[Exercises to complete]
**a)** Translate into Spanish this sentence from the account of Francis Townsend's life below: "He built a sod house and worked as a school teacher."
**b)** Please pick up the account of Francis Townsend's life below from its last sentence and carry it forward.

[Text segment]

While reading Hard Times (1970) by Studs Terkel, I came across the following, in an interview with the journalist George Murray:
He recounts his experiences with Dr. Townsend, the country doctor out of Nebraska. “He was so slender, so thin, never weighed more than 120 pounds, had a good thatch of white hair.”
“In 1933, at sixty-seven, he was Health Commissioner in Long Beach, California, and selling a little real estate on the side. He was dealing with old people. He was aware of their lack of money and of anybody’s interest in them. He wrote a three-hundred word letter to the editor of the Long Beach Telegram. His idea: a gross income tax of two percent on everybody in the country, no exceptions. Proceeds to be divided among all people over sixty, the blind and disabled, and mothers of dependent children. They had to spend it within thirty days. He wasn’t a great economist, but he had something figured out in his mind.
It caught on so quickly, he didn’t know what to do. It wasn’t a movement at first. But then ten thousand letters came in a month. People from Long Beach sent this clipping all over the country. Other papers picked it up. He turned his real estate office into headquarters. From then on, it was part of the American scene.”
I couldn’t find anything on the Internet about where Dr. Francis Townsend was from, exactly. Where in Nebraska? I had to check out his autobiography, New Horizons (1943).
So, for anyone else who may be interested in the exact Midwestern geography of Townsend’s life, here is the run-down:
Townsend was born 1867, in north-central Illinois, Livingston County, outside Fairbury, Illinois. He lived on the family farm there until 1884, when the family decided to sell the farm and move to southern Nebraska.
They settled in Franklin, Nebraska, a small town near where my dad grew up. According to Townsend, they chose Franklin “because there was an academy there–a Congregational church school that gave a college preparatory course.” Townsend left after two years (without graduating). His father invested in a hardware store in Franklin. They did not enjoy Nebraska much at all — two years of drought and hot winds.
Francis and his brother decided to decamp to California. He worked baling hay and working as a ranch hand in California (70 miles north of Los Angeles), til the economy busted there, too. In late 1889 he went north to Spokane and worked various jobs.
Times were tough all over, so he ended up going back to his parents’ in Franklin in 1890. He went back to Franklin Academy and graduated with his high school diploma in the spring of 1893, at the age of 26. “But Nebraska was still, after the several years I had been away, the dry, windswept, unprosperous place it had been when I left.”
He headed down to northwestern Kansas, to homestead in the area where his sister now lived. He built a sod house and worked as a school teacher. He stayed there til late 1898, then boxcarred his way up to Colorado, where he worked various rough jobs in small mining towns. After winter set in, and the mining towns shut down, he wandered back to central Kansas, and hooked up with a big Irishman selling cook stoves. Townsend credits this unnamed Irishman with teaching him everything he knew about salesmanship.

[Material supplied]
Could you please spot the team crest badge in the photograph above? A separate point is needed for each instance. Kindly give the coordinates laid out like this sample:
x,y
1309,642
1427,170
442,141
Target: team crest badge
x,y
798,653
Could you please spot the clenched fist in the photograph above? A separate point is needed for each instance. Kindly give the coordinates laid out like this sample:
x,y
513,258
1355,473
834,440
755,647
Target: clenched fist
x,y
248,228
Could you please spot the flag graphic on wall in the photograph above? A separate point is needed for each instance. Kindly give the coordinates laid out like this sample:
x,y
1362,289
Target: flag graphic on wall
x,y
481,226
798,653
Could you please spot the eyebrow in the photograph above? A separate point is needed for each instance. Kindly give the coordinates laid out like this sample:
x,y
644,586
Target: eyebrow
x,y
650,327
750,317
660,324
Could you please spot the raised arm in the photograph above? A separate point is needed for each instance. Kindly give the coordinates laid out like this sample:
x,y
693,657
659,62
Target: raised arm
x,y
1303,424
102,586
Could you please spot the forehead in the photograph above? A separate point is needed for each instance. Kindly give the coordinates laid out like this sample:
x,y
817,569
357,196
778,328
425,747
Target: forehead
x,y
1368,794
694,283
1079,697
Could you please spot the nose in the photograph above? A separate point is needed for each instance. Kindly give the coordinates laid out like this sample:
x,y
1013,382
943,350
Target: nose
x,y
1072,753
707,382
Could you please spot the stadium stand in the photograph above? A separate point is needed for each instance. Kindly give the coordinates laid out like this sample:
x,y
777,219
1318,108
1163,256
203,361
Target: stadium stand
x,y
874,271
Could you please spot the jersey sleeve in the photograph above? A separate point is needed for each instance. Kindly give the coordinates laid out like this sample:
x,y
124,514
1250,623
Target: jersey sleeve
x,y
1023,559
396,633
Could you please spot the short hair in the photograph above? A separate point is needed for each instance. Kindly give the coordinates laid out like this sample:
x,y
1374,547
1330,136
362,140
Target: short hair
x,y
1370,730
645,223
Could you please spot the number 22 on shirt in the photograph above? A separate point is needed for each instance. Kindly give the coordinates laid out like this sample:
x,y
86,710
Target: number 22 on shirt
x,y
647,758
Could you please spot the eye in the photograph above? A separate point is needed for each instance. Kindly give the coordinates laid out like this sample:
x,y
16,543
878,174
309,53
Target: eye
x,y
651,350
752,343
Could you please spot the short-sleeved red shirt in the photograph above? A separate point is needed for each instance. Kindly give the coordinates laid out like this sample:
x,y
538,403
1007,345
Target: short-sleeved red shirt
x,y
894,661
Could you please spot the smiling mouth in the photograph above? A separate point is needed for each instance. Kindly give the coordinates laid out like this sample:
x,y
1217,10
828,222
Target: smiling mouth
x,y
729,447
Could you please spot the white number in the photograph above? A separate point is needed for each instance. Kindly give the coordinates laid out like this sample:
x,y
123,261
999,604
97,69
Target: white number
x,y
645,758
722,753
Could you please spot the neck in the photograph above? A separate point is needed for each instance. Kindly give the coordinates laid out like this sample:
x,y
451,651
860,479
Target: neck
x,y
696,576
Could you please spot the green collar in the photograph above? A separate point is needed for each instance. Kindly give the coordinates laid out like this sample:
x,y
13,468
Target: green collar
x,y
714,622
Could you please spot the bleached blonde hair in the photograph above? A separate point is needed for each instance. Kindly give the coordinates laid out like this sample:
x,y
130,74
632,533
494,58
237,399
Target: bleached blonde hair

[Exercise answers]
**a)** Construyó una casa de tepe y trabajó como maestro de escuela.

**b)**
After earning some money through the summer of 1899 selling stoves, he went to Omaha to enroll in the Omaha Medical College. He worked his way through college. One of his jobs was as a 31-year-old paperboy for the Omaha World-Herald.
After graduation, he got a gig as a general doctor up in the Black Hills of South Dakota, in a town called Belle Fourche. It was a rough and tumble place, but he enjoyed his life with the cowboys. After marrying a nurse, he bought some land in nearby Nisland, SD, and moved there in 1914.
He enlisted in the U.S. Army in 1917, for WWI. He was stationed in Vermillion, SD, to be the doctor at an officer’s training camp. (Reference point for Nebraskans: this is not too far from Lewis and Clark Lake.) After the war he stayed in Vermillion as a doctor for a while.
He own health was failing, so they decided to move to Long Beach, California in 1919, which was to be his home for the rest of his life.
* * *
So, I don’t really think it’s correct for Terkel to refer to Dr. Townsend as a Nebraskan, I think he identified more as an Illinoisan or South Dakotan. But it is fun to find out that anyone famous came out of Franklin.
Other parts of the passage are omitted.